_What you need to do_.
Reproduce the whole listing, character for character.

_Dataset rows_.
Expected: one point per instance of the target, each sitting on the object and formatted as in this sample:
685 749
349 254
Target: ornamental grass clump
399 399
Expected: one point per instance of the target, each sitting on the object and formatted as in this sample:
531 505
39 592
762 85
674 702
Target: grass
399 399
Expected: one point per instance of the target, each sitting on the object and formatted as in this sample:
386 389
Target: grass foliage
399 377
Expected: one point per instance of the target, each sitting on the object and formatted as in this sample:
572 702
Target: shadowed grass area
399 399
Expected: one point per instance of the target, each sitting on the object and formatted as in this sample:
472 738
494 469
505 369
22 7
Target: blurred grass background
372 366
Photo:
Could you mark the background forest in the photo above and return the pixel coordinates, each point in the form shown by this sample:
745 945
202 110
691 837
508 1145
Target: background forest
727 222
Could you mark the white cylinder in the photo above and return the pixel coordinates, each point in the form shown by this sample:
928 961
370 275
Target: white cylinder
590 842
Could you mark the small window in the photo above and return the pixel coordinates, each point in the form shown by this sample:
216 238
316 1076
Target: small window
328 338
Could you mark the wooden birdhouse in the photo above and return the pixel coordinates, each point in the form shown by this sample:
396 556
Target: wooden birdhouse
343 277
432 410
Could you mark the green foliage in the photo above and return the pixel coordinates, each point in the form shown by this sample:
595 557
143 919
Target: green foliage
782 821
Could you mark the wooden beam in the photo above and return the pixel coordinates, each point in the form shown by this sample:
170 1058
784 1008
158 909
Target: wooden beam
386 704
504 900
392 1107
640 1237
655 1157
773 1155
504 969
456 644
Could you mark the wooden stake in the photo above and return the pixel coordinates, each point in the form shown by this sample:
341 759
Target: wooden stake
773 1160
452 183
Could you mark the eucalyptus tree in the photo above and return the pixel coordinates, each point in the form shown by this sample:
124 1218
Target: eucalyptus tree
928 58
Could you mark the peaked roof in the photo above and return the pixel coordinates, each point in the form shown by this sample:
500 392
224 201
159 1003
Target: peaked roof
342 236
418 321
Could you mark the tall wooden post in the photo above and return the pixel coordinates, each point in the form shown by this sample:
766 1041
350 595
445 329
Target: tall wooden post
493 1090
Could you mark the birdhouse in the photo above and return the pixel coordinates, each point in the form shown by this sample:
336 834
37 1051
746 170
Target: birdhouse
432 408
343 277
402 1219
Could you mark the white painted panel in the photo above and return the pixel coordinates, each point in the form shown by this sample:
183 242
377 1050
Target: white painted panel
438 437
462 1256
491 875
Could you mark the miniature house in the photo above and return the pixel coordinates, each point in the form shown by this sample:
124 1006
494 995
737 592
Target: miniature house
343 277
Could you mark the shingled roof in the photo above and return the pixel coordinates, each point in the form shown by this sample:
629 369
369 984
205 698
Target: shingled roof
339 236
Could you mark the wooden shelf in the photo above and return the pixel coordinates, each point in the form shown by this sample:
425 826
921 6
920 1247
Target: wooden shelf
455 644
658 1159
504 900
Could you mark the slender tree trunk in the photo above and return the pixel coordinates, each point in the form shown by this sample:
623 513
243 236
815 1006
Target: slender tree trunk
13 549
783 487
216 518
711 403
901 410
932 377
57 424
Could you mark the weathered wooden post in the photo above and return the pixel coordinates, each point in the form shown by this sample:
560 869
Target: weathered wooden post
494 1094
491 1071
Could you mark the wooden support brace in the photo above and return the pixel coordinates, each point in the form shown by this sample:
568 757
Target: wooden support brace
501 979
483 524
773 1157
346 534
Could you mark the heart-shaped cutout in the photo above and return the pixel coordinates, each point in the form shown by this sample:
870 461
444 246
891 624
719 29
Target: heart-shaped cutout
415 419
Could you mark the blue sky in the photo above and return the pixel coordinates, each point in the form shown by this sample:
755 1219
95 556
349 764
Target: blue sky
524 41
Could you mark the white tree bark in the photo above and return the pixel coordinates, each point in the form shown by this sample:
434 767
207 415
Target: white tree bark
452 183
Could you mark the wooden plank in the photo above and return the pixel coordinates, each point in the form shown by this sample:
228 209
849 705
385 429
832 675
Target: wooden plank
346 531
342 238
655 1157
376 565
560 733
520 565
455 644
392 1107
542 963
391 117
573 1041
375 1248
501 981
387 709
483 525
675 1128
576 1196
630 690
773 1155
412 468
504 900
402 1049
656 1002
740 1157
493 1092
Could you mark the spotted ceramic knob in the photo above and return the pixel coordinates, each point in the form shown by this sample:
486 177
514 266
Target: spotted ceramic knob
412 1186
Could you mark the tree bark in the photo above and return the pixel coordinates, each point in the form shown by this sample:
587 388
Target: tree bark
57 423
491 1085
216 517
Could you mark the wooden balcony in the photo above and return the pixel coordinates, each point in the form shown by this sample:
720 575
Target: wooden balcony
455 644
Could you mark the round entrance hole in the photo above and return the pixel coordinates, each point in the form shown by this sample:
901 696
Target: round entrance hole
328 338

_Result of the task_.
Expected: one point per instance of the target, each sitting on the object and formatted as in this sample:
685 749
349 254
Target: ornamental grass clump
399 399
Expected: one point per instance of the target, each sitting on the object and formatted as in this sample:
531 505
39 592
762 85
674 702
Target: grass
399 399
Expected: one point per instance of the target, each sitting on the object and formatted as in this sample:
386 389
Target: grass foliage
399 377
Expected: one point per instance of the target, each sitting on the object and formatted as in this sample:
572 702
Target: shadowed grass area
399 399
Expected: one point per instance of the target, each sitting on the object and formatted as in this sample:
472 738
494 469
505 369
22 7
Target: blurred grass background
372 366
Photo:
Could you mark the background forest in the photo above and return the pixel coordinates, each point in the form shown by this sample:
745 945
202 110
691 837
508 1145
Target: background forest
727 222
Could you mark the white cylinder in the photo above and return the pixel coordinates, each point in the form shown by this sample:
928 961
370 275
Target: white cylinder
590 842
Could you mark the small window in the photo above and return the pixel coordinates, each point in the form shown by this sample:
216 238
316 1076
Target: small window
328 338
Could you mark the wooden birdhouse in the photo above and return the pixel coordinates, each point in the form shown by this sample:
396 556
Target: wooden birdhouse
343 277
432 410
Could you mark the green foliage in the photo above and return the pixel coordinates, each point in the form shown by this sample:
595 557
143 919
Target: green foliage
782 821
Could you mark the wooden beam in the photo above and return the pixel coordinates, each point in the form shown by this sample:
170 1058
784 1008
158 909
Target: wooden beam
386 704
504 900
392 1107
640 1237
655 1157
773 1155
504 969
456 644
Could you mark the wooden stake in the photo above and return the pixel coordinates, each point in the form shown by this sample:
341 759
Target: wooden stake
773 1160
452 183
Could you mark the eucalyptus tree in the photo above and return the pixel coordinates, each point in the form shown by this sample:
124 1218
Target: eucalyptus tree
928 58
Could you mark the peaked roof in the photo above and return the pixel coordinates, each point in the form shown by this sample:
500 392
224 201
159 1003
Target: peaked roof
342 236
418 321
Could you mark the tall wooden post in the photo above and return the pixel coordinates, each point in the form shown by this sample:
766 1041
350 595
445 329
Target: tall wooden post
493 1090
Could you mark the birdhouse in the photo above and return the pixel coordinates, each point in the form shown by this sample:
336 834
37 1051
746 170
Target: birdhouse
432 408
343 277
402 1219
Could you mark the white painted panel in the photo above and return the pixel coordinates, each point in the form shown by this sample:
183 242
377 1050
Target: white painted panel
438 437
462 1256
491 875
Could you mark the miniature house in the photo above and return the pixel coordinates, each point in the form shown by this sample:
124 1006
494 995
737 592
Target: miniature house
343 277
Could you mark the shingled roof in the photo above and return the pixel coordinates, each point in the form shown by this sample:
629 369
369 984
205 698
Target: shingled roof
339 236
Could you mark the wooden shelf in the photo above and return the pixel coordinates, each point in the form shown by this sample:
425 826
921 6
920 1247
Target: wooden shelf
455 644
658 1159
504 900
Could you mark the slender tree trunk in the photo above and return the pixel coordinates, each point in the form shown by this sample:
623 513
243 236
815 1006
Target: slender tree trunk
13 549
783 487
216 518
711 403
901 410
932 377
57 424
Could you mark the weathered wooden post in the photo above and return the pixel coordinates, each point in the form shown by this sample:
560 869
Target: weathered wooden post
494 1094
491 1071
Could you mark the wooden support brace in the photo above and return the pixel coordinates, each point in the form shown by this sample:
568 757
Target: wooden support brace
501 979
483 524
773 1157
346 534
Could you mark the heart-shaped cutout in the photo above and return the pixel coordinates, each point in the form shown by this sample:
870 461
444 246
891 624
719 29
Target: heart-shaped cutout
415 419
Could you mark the blue sky in the photo above and return the pixel coordinates, each point in the form shown by this sample:
755 1219
95 556
349 764
Target: blue sky
524 41
Could you mark the white tree bark in the photo above and return the pixel coordinates, each point in the form shown by this sample:
434 767
207 415
Target: white tree bark
452 183
Could you mark the wooden plank in the photo above and return the pixel coordinates, each point in the form shown by this sample:
228 209
849 705
385 429
832 675
Target: wooden plank
346 531
342 238
655 1157
376 565
560 733
520 565
455 644
392 1107
542 963
391 117
573 1041
375 1248
501 981
387 709
483 525
675 1128
576 1196
630 690
773 1155
412 468
504 900
402 1049
656 1002
740 1157
493 1092
Could you mark the spotted ceramic knob in the photo above and return the pixel coordinates, each point in the form shown by this sample:
486 177
514 266
Target: spotted ceramic knob
412 1186
Could you mark the tree bark in the photo above and return the pixel coordinates, each point in the form shown by this sample:
587 388
Target: tree bark
57 423
491 1085
216 517
Could you mark the wooden balcony in the photo above and return the pixel coordinates, each point in the form shown by this sample:
720 575
Target: wooden balcony
455 644
Could you mark the round entrance hole in the photo above and return the pixel coordinates, each point in the form shown by this sample:
901 696
Target: round entrance hole
328 338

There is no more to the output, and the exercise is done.